------ Input data

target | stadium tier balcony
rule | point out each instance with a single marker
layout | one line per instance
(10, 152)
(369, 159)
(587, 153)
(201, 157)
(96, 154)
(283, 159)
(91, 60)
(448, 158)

------------

▶ **Action item**: Every line of the material should be transcribed without alteration.

▶ **Answer area**:
target | stadium tier balcony
rule | point out each instance with a single marker
layout | one line per instance
(10, 152)
(369, 159)
(587, 153)
(201, 157)
(96, 154)
(283, 159)
(91, 60)
(448, 158)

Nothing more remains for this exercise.